*Exercise prompt*
Please give a word-for-word repeat of the line containing "of the small" and all lines that come after it in the entries below, ending at the last line.

*Stored entries*
"""

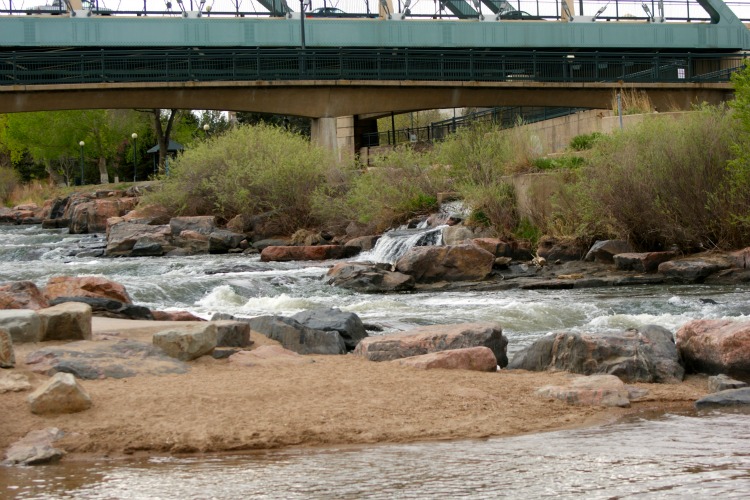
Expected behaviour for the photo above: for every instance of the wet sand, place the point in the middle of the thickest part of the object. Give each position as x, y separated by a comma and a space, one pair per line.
335, 400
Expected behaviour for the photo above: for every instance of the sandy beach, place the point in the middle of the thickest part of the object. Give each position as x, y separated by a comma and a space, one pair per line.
335, 400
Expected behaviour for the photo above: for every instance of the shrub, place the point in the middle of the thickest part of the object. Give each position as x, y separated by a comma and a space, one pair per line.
250, 171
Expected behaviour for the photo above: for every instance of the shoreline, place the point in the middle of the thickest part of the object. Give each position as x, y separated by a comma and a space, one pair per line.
342, 400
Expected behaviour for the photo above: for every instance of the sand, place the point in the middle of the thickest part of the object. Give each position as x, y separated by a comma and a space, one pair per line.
335, 400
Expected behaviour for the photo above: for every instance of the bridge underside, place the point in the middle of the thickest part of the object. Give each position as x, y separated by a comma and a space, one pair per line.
318, 99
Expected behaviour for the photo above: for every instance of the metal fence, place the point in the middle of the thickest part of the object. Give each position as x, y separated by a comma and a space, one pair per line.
30, 67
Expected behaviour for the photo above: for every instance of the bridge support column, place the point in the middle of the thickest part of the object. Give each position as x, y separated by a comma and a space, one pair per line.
336, 134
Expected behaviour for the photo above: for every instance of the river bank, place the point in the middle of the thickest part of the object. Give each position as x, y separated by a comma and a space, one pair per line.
335, 400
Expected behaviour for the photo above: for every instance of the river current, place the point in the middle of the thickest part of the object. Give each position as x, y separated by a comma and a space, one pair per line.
668, 456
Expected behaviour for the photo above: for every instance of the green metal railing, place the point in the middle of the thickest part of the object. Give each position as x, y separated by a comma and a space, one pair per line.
73, 66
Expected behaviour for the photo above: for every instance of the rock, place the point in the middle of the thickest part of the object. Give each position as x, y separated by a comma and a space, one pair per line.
91, 216
564, 250
22, 325
85, 286
222, 241
232, 334
91, 360
60, 394
108, 308
715, 346
187, 343
35, 448
7, 354
317, 252
363, 243
647, 262
446, 263
21, 295
695, 268
67, 321
346, 324
268, 355
721, 382
176, 316
603, 251
646, 354
594, 390
435, 338
731, 397
369, 278
123, 236
456, 235
13, 382
480, 359
297, 337
204, 224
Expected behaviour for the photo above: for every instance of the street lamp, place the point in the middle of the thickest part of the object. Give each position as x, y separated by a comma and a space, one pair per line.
81, 144
135, 148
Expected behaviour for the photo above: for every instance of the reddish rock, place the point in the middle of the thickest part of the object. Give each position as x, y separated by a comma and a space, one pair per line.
647, 262
446, 263
435, 338
480, 359
317, 252
716, 346
85, 286
21, 295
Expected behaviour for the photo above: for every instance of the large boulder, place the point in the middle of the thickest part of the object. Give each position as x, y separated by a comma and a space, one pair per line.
85, 286
366, 277
92, 360
7, 354
23, 325
67, 321
646, 354
60, 394
446, 263
189, 342
296, 337
315, 252
716, 346
21, 295
427, 339
346, 324
480, 359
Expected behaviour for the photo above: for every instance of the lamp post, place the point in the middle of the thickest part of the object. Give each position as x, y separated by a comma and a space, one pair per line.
135, 148
81, 144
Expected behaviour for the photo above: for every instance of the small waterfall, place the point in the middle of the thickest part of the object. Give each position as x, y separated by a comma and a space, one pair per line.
393, 244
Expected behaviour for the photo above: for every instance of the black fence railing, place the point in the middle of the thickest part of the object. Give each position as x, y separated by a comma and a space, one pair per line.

"""

*The completed task*
Expected behaviour for the photo above: for every instance of the small waterfall, place the point in the middle of the thickest part of the object. Give each position as x, y separated by a comma and a space, one pair per line.
393, 244
Expected behaviour for the photo above: for every instance of the black fence railing, place the point in the middle of the thickest part of the object. Give each position as x, y separated by a comma and a space, one pair per line.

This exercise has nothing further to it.